### Teks Bacaan:
Menanti Identitas Demi Jati Diri

Saturday, February 14, 2009

Bayi-bayi Terlantar di Batam

Setiap hari ratusan bayi diahirkan di Batam. Namun tidak semua dari mereka yang bernasib baik. Sebagian kecil kehadiran mereka tidak diinginkan oleh ibunya sehingga dengan sengaja ditinggal dan bahkan dibuang begitu saja.

Jumat (5/12) pagi lalu, ruangan Flamboyan Rumah Sakit Otorita Batam (RSOB) hening. Tidak ada tangis bayi terdengar dari ruang perawatan bayi tersebut. Padahal sedikitnya ada sepuluh bayi yang baru lahir dirawat di ruangan sejuk tersebut. Bayi-bayi mungil tersebut sedang terlelap tidur.

Begitu juga dengan bayi bernama nyonya Yuli, 6 bulan yang ditinggal ibunya entah kemana, pasca melahirkan di RSOB. Bayi itu lahir prematur dulu. Kondisinya sekarang justru tidak seperti bayi yang lahir prematur. Sungguh disayangkan tindakan ibunya meninggalkan bayi itu begitu saja.

Menurut Tiurma, bayi tersebut diserahkan kepada pihak rumah sakit tertulis secara sah dan berlampirkan materai. “Orangtuanya memang yang tidak menginginkan bayinya,” ujar Tiurma Napitupulu, Kepala Ruangan Bayi RSOB.

Jenis kelamin bayi itu adalah laki-laki. Kadang perawat-perawat di sana memplesetkan Yulianto. Nama itu sejalan dengan nama ibunya bernama Yuli. ”Nama itu hanya plesetan saja, nanti berganti juga setelah ada orangtua angkatnya,” ujar Tiurma.

Data yang diambil dari sebuah koleksi:
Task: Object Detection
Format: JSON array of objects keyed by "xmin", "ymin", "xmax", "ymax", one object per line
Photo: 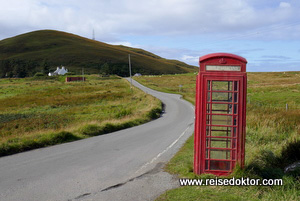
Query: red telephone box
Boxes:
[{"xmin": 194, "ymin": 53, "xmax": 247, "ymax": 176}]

==

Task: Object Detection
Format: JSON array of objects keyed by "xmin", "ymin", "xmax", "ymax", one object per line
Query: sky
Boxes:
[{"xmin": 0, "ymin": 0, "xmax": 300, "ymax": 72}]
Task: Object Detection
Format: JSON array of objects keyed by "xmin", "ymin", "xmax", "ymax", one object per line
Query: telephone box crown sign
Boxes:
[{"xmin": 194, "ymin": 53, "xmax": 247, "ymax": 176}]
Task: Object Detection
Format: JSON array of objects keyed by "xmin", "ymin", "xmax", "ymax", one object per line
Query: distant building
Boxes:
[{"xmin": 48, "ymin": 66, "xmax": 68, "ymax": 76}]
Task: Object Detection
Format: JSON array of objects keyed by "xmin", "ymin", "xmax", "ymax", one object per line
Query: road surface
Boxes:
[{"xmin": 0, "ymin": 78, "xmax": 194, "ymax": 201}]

### Latihan Soal:
1 > Pada teks tentang bayi terlantar di Batam, ganti sebutan "RSOB" menjadi "RS Otorita" dalam bagian dari "Begitu juga dengan" sampai "Ruangan Bayi RSOB.", lalu tuliskan kembali bagian itu.
2 > Jawablah pertanyaan berikut berdasarkan teks tentang bayi terlantar di Batam.
(a) Apa nama ruangan perawatan bayi di rumah sakit itu?
(b) Apa jabatan Tiurma Napitupulu?
(c) Apa jenis kelamin bayi yang ditinggal ibunya?
3 > Teruskan teks tentang bayi terlantar di Batam mulai setelah kalimat terakhirnya.
Data ini tidak berkaitan dengan teks tentang bayi terlantar di Batam.

### Pembahasan Soal:
1 >
Begitu juga dengan bayi bernama nyonya Yuli, 6 bulan yang ditinggal ibunya entah kemana, pasca melahirkan di RS Otorita. Bayi itu lahir prematur dulu. Kondisinya sekarang justru tidak seperti bayi yang lahir prematur. Sungguh disayangkan tindakan ibunya meninggalkan bayi itu begitu saja.

Menurut Tiurma, bayi tersebut diserahkan kepada pihak rumah sakit tertulis secara sah dan berlampirkan materai. “Orangtuanya memang yang tidak menginginkan bayinya,” ujar Tiurma Napitupulu, Kepala Ruangan Bayi RS Otorita.

2 >
(a) Ruangan Flamboyan.
(b) Kepala Ruangan Bayi RSOB.
(c) Laki-laki.

3 >
Yulianto adalah salah satu bayi dari sekian banyak bayi yang ditelantarkan orangtuanya di RSOB.

Tiurma mengatakan pada umumnya bayi yang ditelantarkan oleh orangtuanya karena tidak mau menanggung malu. Karena bayi yang dilahirkan bukanlah hasil dari hubungan suami istri yang sah.

Begitu juga dengan dua bayi perempuan yang sebelumnya ditelantarkan oleh orangtuanya di rumah sakit itu. Ibunya pergi tanpa sepengetahuan pihak rumah sakit. Akhirnya, dua bayi mungil tersebut sempat dirawat oleh pihak rumah sakit sampai akhirnya ada yang adopsi.

”Di Batam ini apa yang tidak dibuat. Biasanya bayi-bayi yang ditelantarkan adalah hasil hubungan suami istri yang tidak sah. Daripada malu akhirnya main tinggal saja dan kita yang menanggung biayanya,” ungkapnya.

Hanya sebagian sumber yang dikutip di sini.